> **Goal**
Please shift every bounding box coordinate by -41 in the part of the data that opens with the line containing "Outline the rock surface" and closes with the line containing "[122,0,152,230]", and give all of those lines again with the rest unchanged. Leave the pictures out.

> **Material to process**
= = =
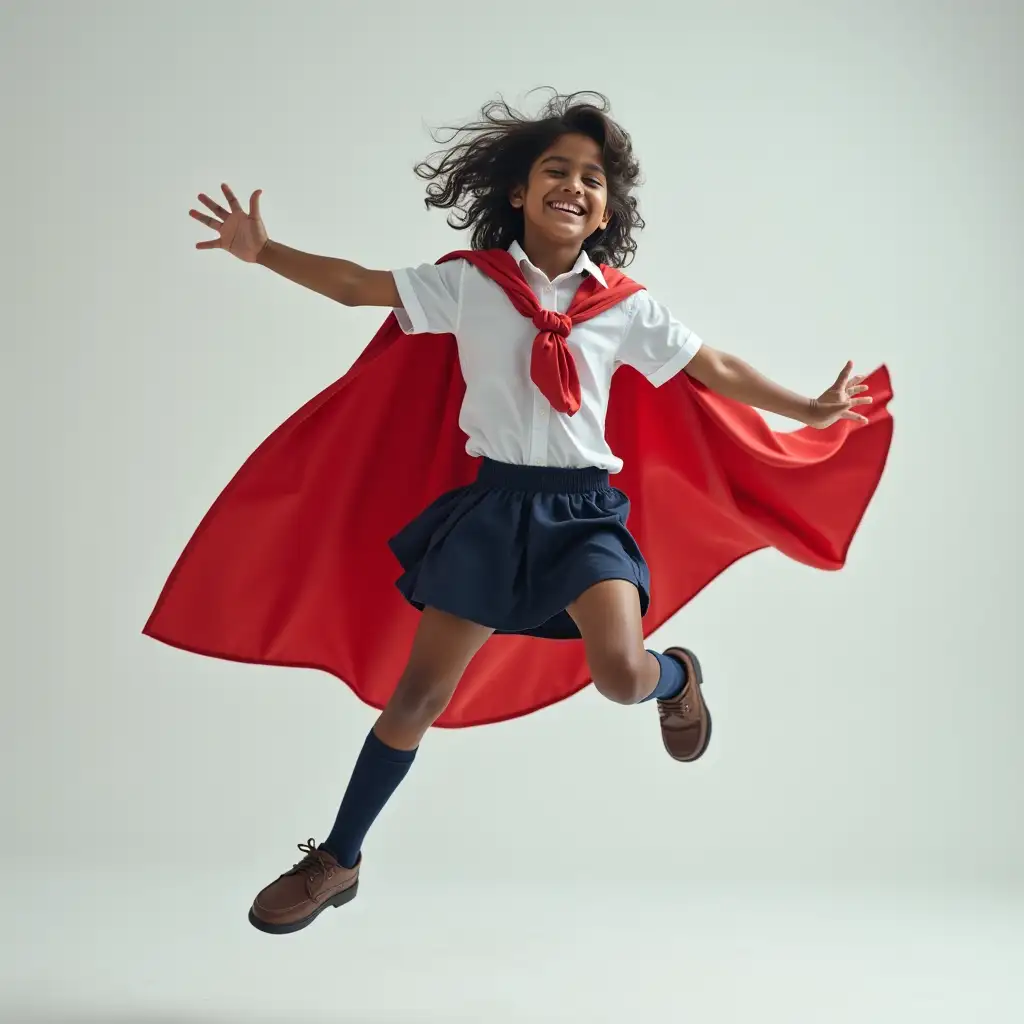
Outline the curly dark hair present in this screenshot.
= = =
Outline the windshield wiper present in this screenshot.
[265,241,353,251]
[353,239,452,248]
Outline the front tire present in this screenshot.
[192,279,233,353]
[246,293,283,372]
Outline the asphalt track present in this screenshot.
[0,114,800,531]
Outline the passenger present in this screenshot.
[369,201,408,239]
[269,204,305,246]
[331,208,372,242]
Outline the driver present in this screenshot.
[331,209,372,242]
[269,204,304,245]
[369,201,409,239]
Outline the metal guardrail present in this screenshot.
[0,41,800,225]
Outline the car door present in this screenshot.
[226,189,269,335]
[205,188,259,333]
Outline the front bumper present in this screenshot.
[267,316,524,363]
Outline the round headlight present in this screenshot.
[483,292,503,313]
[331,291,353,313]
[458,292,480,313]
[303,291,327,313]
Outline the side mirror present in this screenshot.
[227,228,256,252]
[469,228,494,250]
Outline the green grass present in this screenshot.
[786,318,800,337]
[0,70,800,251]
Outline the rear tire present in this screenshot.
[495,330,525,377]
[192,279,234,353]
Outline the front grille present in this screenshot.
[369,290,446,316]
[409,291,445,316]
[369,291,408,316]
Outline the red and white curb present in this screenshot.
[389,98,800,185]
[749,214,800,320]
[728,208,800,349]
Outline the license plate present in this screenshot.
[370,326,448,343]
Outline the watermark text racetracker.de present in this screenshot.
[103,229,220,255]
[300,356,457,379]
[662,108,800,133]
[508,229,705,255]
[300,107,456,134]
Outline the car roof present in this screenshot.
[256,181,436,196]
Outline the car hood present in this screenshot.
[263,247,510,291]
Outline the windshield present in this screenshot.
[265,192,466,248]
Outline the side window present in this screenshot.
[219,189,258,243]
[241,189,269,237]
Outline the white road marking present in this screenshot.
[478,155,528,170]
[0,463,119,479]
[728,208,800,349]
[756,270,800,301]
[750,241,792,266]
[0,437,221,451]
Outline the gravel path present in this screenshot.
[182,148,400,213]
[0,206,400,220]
= = =
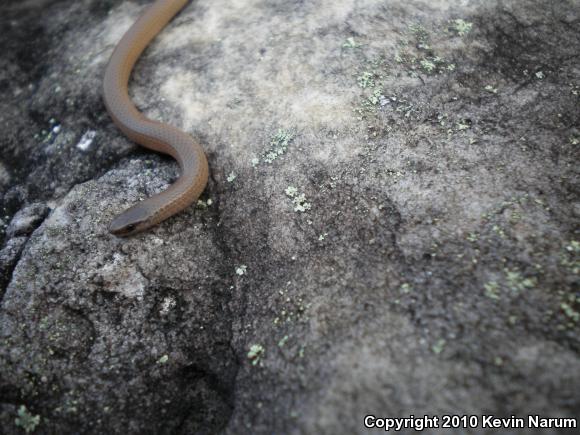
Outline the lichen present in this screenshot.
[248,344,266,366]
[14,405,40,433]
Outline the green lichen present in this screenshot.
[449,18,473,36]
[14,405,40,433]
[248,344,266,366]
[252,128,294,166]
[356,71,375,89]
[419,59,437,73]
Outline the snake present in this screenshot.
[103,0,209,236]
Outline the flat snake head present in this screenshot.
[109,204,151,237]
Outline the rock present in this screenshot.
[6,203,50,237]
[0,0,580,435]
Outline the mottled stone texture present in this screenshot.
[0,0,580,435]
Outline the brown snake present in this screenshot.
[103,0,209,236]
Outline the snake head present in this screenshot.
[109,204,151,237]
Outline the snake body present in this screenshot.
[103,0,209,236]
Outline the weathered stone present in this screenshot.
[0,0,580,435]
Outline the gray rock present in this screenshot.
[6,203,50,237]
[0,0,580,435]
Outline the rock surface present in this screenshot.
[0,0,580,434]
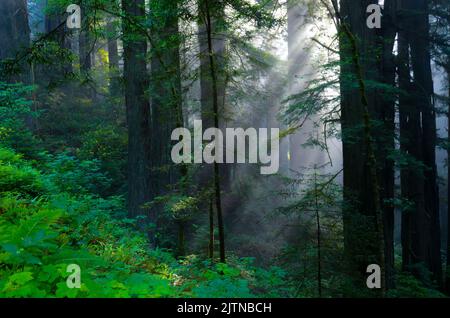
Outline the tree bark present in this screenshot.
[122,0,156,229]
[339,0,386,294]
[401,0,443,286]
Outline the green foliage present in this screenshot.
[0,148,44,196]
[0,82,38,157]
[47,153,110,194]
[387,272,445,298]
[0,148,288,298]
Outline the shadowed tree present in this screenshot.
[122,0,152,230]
= = =
> **Answer to the task**
Outline the rock surface present in this screenshot.
[-41,-41,539,393]
Outline the tree bark present in this screenshot.
[81,-41,115,188]
[298,-41,345,253]
[360,-41,402,245]
Outline the green foliage present in this screenshot.
[-41,107,3,155]
[-41,41,-3,116]
[6,112,69,153]
[346,231,404,257]
[-41,107,247,257]
Outline the shadowed tree present in this screenshot.
[81,-41,111,189]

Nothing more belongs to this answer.